(Point annotation dataset records)
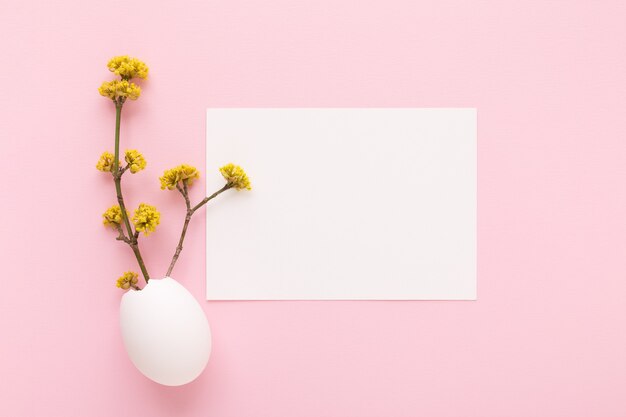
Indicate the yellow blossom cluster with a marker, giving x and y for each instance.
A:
(105, 163)
(236, 176)
(172, 177)
(146, 218)
(129, 279)
(117, 89)
(113, 217)
(128, 67)
(135, 160)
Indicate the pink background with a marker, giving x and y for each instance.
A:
(547, 336)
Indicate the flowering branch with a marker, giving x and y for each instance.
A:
(190, 211)
(117, 178)
(146, 217)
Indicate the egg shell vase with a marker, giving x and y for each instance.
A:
(165, 332)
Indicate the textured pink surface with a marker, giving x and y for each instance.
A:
(548, 334)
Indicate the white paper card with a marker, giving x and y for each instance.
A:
(347, 204)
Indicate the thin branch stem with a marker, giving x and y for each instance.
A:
(190, 211)
(117, 178)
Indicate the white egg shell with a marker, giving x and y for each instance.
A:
(165, 332)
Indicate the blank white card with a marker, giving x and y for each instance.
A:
(346, 204)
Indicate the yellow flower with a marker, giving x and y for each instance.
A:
(120, 89)
(146, 218)
(105, 163)
(172, 177)
(135, 160)
(113, 217)
(236, 176)
(129, 279)
(128, 67)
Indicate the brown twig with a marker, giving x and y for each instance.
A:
(190, 211)
(131, 240)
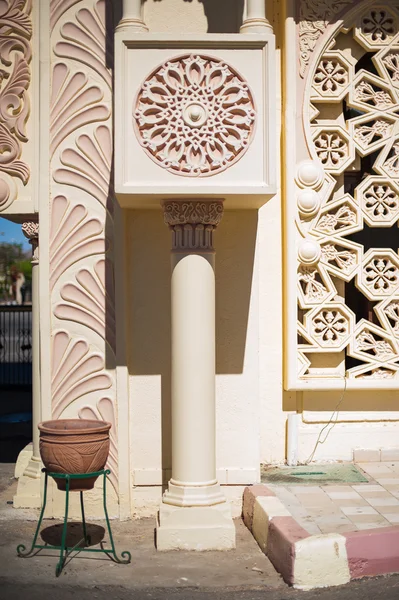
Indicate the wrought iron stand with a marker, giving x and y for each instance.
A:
(64, 549)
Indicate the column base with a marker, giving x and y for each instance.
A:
(195, 528)
(29, 490)
(256, 26)
(181, 494)
(23, 459)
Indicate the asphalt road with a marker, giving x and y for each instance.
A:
(383, 588)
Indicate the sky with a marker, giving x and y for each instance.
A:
(12, 232)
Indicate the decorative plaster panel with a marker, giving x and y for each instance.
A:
(196, 117)
(81, 259)
(15, 78)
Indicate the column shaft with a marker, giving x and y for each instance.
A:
(132, 15)
(194, 514)
(193, 369)
(255, 20)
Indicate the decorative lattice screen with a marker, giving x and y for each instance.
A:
(342, 201)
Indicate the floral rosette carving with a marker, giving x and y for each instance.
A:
(194, 116)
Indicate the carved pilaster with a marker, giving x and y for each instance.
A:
(30, 229)
(15, 76)
(192, 223)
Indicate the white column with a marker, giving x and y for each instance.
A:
(29, 484)
(194, 514)
(132, 16)
(255, 20)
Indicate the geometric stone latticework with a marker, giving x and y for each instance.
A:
(352, 130)
(194, 115)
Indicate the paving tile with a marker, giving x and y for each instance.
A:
(337, 528)
(383, 494)
(371, 525)
(368, 519)
(338, 518)
(368, 488)
(305, 489)
(387, 509)
(314, 500)
(383, 501)
(358, 510)
(361, 456)
(351, 502)
(374, 468)
(336, 488)
(319, 512)
(387, 481)
(392, 517)
(344, 495)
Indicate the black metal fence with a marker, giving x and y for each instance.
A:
(15, 345)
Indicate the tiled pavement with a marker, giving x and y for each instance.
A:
(343, 508)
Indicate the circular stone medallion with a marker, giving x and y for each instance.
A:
(194, 115)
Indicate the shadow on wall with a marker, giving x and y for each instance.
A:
(148, 301)
(222, 16)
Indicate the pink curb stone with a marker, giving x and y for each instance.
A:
(250, 495)
(373, 552)
(282, 535)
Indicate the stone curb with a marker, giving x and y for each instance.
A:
(308, 561)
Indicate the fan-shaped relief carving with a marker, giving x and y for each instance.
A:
(75, 102)
(88, 165)
(76, 371)
(89, 300)
(8, 190)
(74, 235)
(105, 410)
(15, 55)
(84, 40)
(194, 115)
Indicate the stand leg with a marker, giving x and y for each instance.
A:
(126, 556)
(21, 547)
(63, 549)
(86, 537)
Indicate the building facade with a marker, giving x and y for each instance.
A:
(265, 137)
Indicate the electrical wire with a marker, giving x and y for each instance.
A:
(336, 412)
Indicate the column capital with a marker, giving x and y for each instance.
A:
(192, 223)
(30, 229)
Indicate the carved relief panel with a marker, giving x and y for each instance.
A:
(15, 104)
(342, 201)
(81, 216)
(196, 116)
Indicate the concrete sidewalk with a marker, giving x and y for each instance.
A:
(330, 534)
(245, 568)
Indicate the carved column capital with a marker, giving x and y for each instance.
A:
(30, 229)
(192, 223)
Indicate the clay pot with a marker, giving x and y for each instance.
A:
(74, 446)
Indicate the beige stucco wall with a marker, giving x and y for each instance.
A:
(252, 407)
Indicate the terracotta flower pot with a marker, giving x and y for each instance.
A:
(74, 446)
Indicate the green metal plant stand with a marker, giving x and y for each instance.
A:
(64, 549)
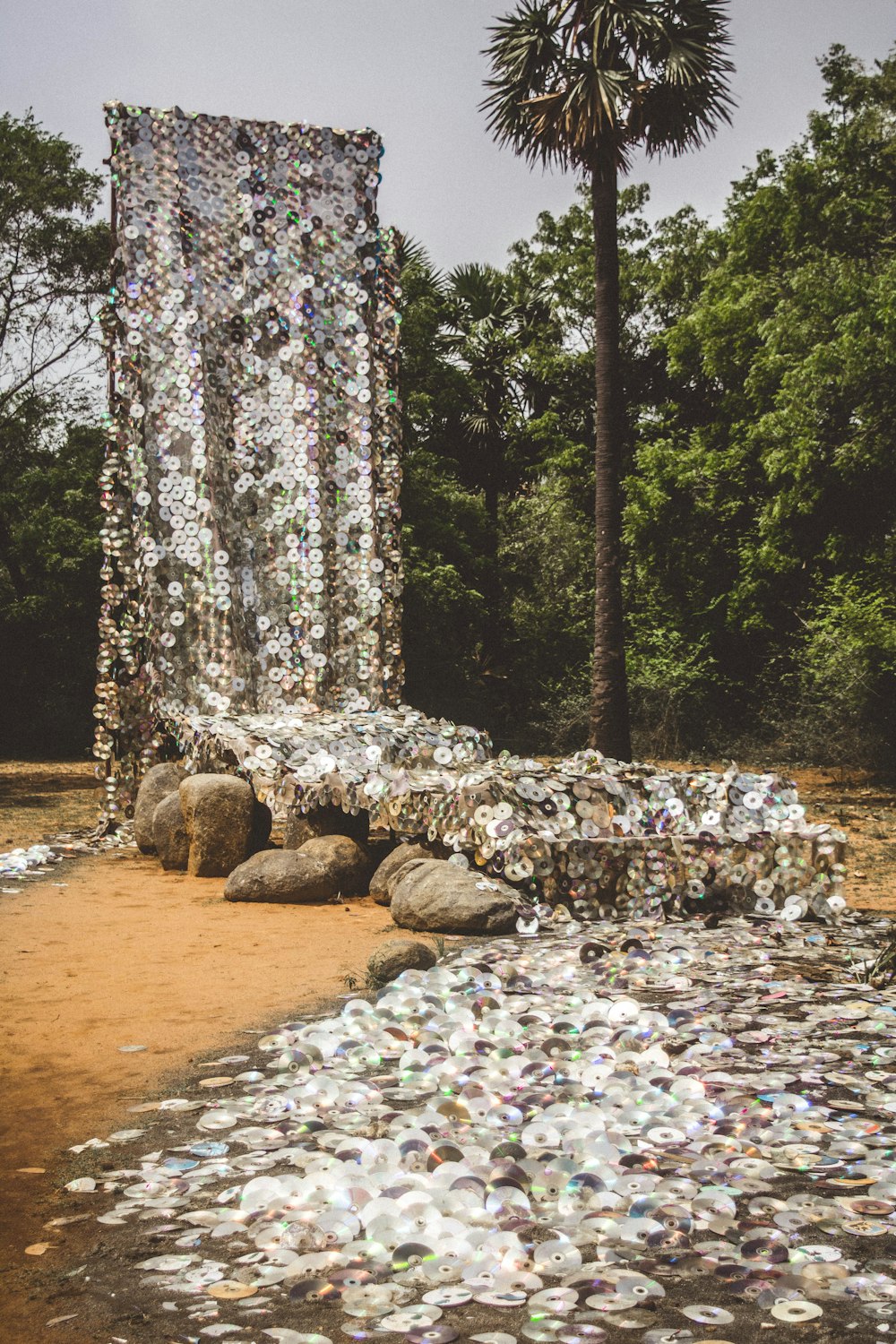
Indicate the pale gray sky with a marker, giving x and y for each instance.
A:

### EXERCISE AIM
Each entry above should be reproduced exactly, with the pictures removed.

### ANSWER BELOW
Indicate the yellow blossom cluster with a marker, giving x and y for each instance.
A:
(105, 163)
(236, 176)
(172, 177)
(146, 218)
(129, 279)
(117, 89)
(113, 217)
(128, 67)
(135, 160)
Indicate the pink background with a marker, giving x and y for each instance.
A:
(547, 336)
Indicate the flowering branch with a marker, giving x and y for each instance.
A:
(190, 211)
(117, 178)
(146, 217)
Indicate the egg shell vase with a marker, giving x and y for each instance.
A:
(165, 332)
Indicate the textured pink surface with a marker, giving x and y for each instance.
A:
(548, 334)
Indicate the white paper card with a marker, giving x and y for each instance.
A:
(347, 204)
Indicate the thin branch stem with a marker, giving x and y for each instance.
A:
(190, 211)
(117, 178)
Indicate the white egg shell with a marker, giving x and y for each instance.
A:
(165, 332)
Indicate the blank white card with a marker, giving x and y for each instance.
A:
(346, 204)
Indicate the yellow flower with a marker, giving x and y for each instance.
A:
(120, 89)
(146, 218)
(105, 163)
(172, 177)
(135, 160)
(113, 217)
(236, 176)
(129, 279)
(128, 67)
Indicate the brown twig with a marker, giving x and y for each instance.
A:
(190, 211)
(131, 240)
Indicate the wrought iron stand with a marker, giving x and y for each instance.
A:
(64, 549)
Indicate the column base with a marker, giving x and y for each instance.
A:
(195, 528)
(29, 490)
(256, 26)
(181, 494)
(23, 459)
Indicate the asphalt road with a marker, giving x and y for each instance.
A:
(383, 588)
Indicate the sky with a marker, giving x and y for each instance.
A:
(12, 232)
Indicate the decorative plaster panel with a marker, giving x and y for each instance.
A:
(196, 117)
(81, 259)
(15, 78)
Indicate the column shaft with a marker, giving x and y for each instance.
A:
(132, 15)
(194, 514)
(193, 369)
(255, 20)
Indicate the decorative lattice screen with a marker, giving x and y for each instance.
A:
(342, 201)
Indicate the floral rosette carving with a marker, giving x and y for each instance.
A:
(194, 116)
Indicate the carved pilaster with a marker, giving x and y for each instance.
A:
(30, 229)
(15, 76)
(192, 223)
Indicate the white column with a marker, giving x and y for each instance.
A:
(29, 484)
(194, 514)
(132, 16)
(255, 20)
Indicate the geometric stone latticework with a marker, giving x and y for each instance.
A:
(352, 130)
(194, 115)
Indicate the paving tile with a marker, giving x and y for each instance.
A:
(337, 528)
(383, 494)
(371, 525)
(368, 519)
(338, 518)
(368, 488)
(305, 489)
(387, 509)
(314, 500)
(383, 501)
(358, 510)
(361, 456)
(351, 502)
(374, 468)
(336, 488)
(319, 512)
(387, 481)
(392, 517)
(344, 495)
Indicate the black metal fence with a marker, giving x and y for each instance.
A:
(15, 345)
Indicate the tiled pavement with a marker, giving x and y for each instance.
A:
(343, 508)
Indicate the circular stone medallion with a marker, giving x and y for each instance.
A:
(194, 115)
Indicate the shadow on wall with a marker, giving x and y for each instance.
A:
(148, 301)
(222, 16)
Indicate the pink curb stone with a marker, giving x and y for each instance.
A:
(250, 495)
(373, 552)
(282, 535)
Indicate the stone curb with a marker, giving x and y for each instance.
A:
(308, 561)
Indicate the fan-shaped relief carving with a marker, giving x and y for each instance.
A:
(75, 102)
(88, 165)
(76, 371)
(89, 300)
(8, 190)
(74, 235)
(105, 410)
(15, 55)
(84, 40)
(194, 115)
Indicate the stand leg with a marker, giving x and y for each instance.
A:
(126, 556)
(21, 547)
(63, 549)
(86, 537)
Indicate the building facade with a marker, giving x and y for each instance.
A:
(265, 137)
Indicate the electrical wire with a marker, giving x and y for each instance.
A:
(336, 412)
Indicate the column capital with a marker, giving x and y for each instance.
A:
(192, 223)
(30, 229)
Indicate the carved relief panel with a marker, giving x and y for each instance.
A:
(15, 104)
(342, 201)
(81, 216)
(196, 116)
Indicate the concrete sidewalk with a marker, giving x and y for each instance.
A:
(330, 534)
(245, 568)
Indicate the carved column capital with a marker, giving x and y for each instance.
A:
(30, 229)
(192, 223)
Indicate the clay pot with a marker, giving x and y for each instance.
A:
(74, 446)
Indicate the beige stucco wall with a marker, giving x and y for each instance.
A:
(252, 407)
Indicate the terracotta flower pot with a marker, giving x and y for each instance.
A:
(74, 446)
Indicate the green metal plant stand with a marker, giving x and y for each instance.
A:
(64, 549)
Indicate the pale gray sky with a marker, giving x and y for each instance.
A:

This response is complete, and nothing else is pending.